Written problem 1 —
Repeat the part of the superscalar processor text between "Except for CPUs" and "1998 are superscalar.", inclusive.

━━━━━ Text

A superscalar processor is a CPU that implements a form of parallelism called instruction-level parallelism within a single processor. It therefore allows faster CPU throughput (the number of instructions that can be executed in a unit of time) than would otherwise be possible at a given clock rate. A superscalar processor executes more than one instruction during a clock cycle by simultaneously dispatching multiple instructions to different execution units on the processor. Each execution unit is not a separate processing unit (called "core") as in multi-core processors, but an execution resource within a single CPU such as an arithmetic logic unit, a bit shifter, or a multiplier.

In Flynn's taxonomy, a single-core superscalar processor is classified as an SISD processor (Single Instruction stream, Single Data stream), though many superscalar processors support short vector operations and so could be classified as SIMD (Single Instruction stream, Multiple Data streams). A multi-core superscalar processor is classified as an MIMD processor (Multiple Instruction streams, Multiple Data streams).

While a superscalar CPU is typically also pipelined, pipelining and superscalar architecture are considered different performance enhancement techniques.

The superscalar technique is traditionally associated with several identifying characteristics (within a given CPU core):

  • instructions are issued from a sequential instruction stream;
  • the CPU hardware dynamically checks for data dependencies between instructions at run time (versus software checking at compile time);
  • the CPU processes multiple instructions per clock cycle.

History

Seymour Cray's CDC 6600 from 1966 is often mentioned as the first superscalar design. The Motorola MC88100 (1988), the Intel i960CA (1989) and the AMD 29000-series 29050 (1990) microprocessors were the first commercial single-chip superscalar microprocessors. RISC CPUs like these were the first microprocessors to use the superscalar concept, because the RISC design results in a simple core, thereby allowing the inclusion of multiple execution units (such as ALUs) on a single CPU in the constrained design rules of the time (this was why RISC designs were faster than CISC designs through the 1980s and into the 1990s).

Except for CPUs used in low-power applications, embedded systems, and battery-powered devices, essentially all general-purpose CPUs developed since about 1998 are superscalar.

The P5 Pentium was the first superscalar x86 processor; the Nx586, P6 Pentium Pro and AMD K5 were among the first designs which decode x86-instructions asynchronously into dynamic microcode-like micro-op sequences prior to actual execution on a superscalar microarchitecture; this opened up for dynamic scheduling of buffered partial instructions and enabled more parallelism to be extracted compared to the more rigid methods used in the simpler P5 Pentium; it also simplified speculative execution and allowed higher clock frequencies compared to designs such as the advanced Cyrix 6x86.

Scalar to superscalar

The simplest processors are scalar processors. Each instruction executed by a scalar processor typically manipulates one or two data items at a time. By contrast, each instruction executed by a vector processor operates simultaneously on many data items. An analogy is the difference between scalar and vector arithmetic. A superscalar processor is a mixture of the two. Each instruction processes one data item, but there are multiple execution units within each CPU thus multiple instructions can be processing separate data items concurrently.

━━━━━━━━━━

Written problem 2 —
Reproduce the lines of the listing between the line holding "Could you please locate the tree" and the end of the listing, inclusive.

━━━━━ Records provided

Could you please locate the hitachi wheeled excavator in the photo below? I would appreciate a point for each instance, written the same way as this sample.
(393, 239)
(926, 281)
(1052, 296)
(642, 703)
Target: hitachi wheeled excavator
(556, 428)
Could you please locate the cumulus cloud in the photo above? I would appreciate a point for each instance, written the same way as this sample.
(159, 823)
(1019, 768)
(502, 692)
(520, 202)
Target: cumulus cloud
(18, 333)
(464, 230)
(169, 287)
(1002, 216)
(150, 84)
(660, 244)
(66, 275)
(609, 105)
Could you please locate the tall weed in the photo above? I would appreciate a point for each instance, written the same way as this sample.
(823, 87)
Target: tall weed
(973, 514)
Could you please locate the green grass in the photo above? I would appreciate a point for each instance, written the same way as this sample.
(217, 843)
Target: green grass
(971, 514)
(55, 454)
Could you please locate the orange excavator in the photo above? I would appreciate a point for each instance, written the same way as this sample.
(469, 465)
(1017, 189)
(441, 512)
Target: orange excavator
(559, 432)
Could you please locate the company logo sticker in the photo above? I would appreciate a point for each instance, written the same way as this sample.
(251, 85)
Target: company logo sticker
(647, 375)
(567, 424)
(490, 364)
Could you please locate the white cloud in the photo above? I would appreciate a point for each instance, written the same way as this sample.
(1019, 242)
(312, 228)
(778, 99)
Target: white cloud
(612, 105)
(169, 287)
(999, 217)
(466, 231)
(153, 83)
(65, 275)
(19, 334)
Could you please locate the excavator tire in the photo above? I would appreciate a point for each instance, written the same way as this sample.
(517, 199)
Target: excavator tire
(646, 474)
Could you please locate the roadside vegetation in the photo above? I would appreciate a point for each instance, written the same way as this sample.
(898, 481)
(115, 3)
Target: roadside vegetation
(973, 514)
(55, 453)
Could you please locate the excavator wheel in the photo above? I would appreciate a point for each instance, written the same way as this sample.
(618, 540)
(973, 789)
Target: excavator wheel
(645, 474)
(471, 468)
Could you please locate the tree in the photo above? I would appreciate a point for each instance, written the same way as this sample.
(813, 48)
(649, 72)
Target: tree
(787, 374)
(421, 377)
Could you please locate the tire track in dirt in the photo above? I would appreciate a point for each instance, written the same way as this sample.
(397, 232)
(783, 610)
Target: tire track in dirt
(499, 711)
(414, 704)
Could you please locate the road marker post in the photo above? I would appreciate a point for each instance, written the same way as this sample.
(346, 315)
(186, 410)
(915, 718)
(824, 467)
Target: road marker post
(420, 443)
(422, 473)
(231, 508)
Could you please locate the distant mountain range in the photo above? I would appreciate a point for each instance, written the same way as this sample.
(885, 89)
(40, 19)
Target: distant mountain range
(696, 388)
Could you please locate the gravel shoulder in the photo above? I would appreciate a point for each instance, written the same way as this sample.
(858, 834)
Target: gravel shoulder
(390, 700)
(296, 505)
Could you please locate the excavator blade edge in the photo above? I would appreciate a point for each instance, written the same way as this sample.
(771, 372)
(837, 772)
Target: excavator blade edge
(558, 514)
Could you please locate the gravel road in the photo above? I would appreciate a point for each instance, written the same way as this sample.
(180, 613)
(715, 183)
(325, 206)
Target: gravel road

━━━━━━━━━━

Task output 1 —
Except for CPUs used in low-power applications, embedded systems, and battery-powered devices, essentially all general-purpose CPUs developed since about 1998 are superscalar.

Task output 2 —
Could you please locate the tree in the photo above? I would appreciate a point for each instance, written the same way as this sample.
(813, 48)
(649, 72)
Target: tree
(787, 374)
(421, 377)
Could you please locate the tire track in dirt in the photo above? I would appreciate a point for each instance, written the same way as this sample.
(397, 232)
(783, 610)
Target: tire track in dirt
(499, 711)
(414, 704)
Could you please locate the road marker post in the photo above? I would appreciate a point for each instance, written the same way as this sample.
(346, 315)
(186, 410)
(915, 718)
(824, 467)
Target: road marker post
(420, 443)
(422, 473)
(231, 508)
Could you please locate the distant mountain range in the photo above? I would appreciate a point for each instance, written the same way as this sample.
(885, 89)
(40, 19)
Target: distant mountain range
(696, 388)
Could you please locate the gravel shoulder in the photo above? I would appreciate a point for each instance, written the same way as this sample.
(858, 834)
Target: gravel shoulder
(390, 700)
(296, 505)
Could you please locate the excavator blade edge in the photo above? I would appreciate a point for each instance, written the same way as this sample.
(771, 372)
(837, 772)
Target: excavator blade edge
(558, 514)
Could you please locate the gravel road in the photo above? I would appreciate a point for each instance, written the same way as this sample.
(180, 613)
(715, 183)
(325, 206)
Target: gravel road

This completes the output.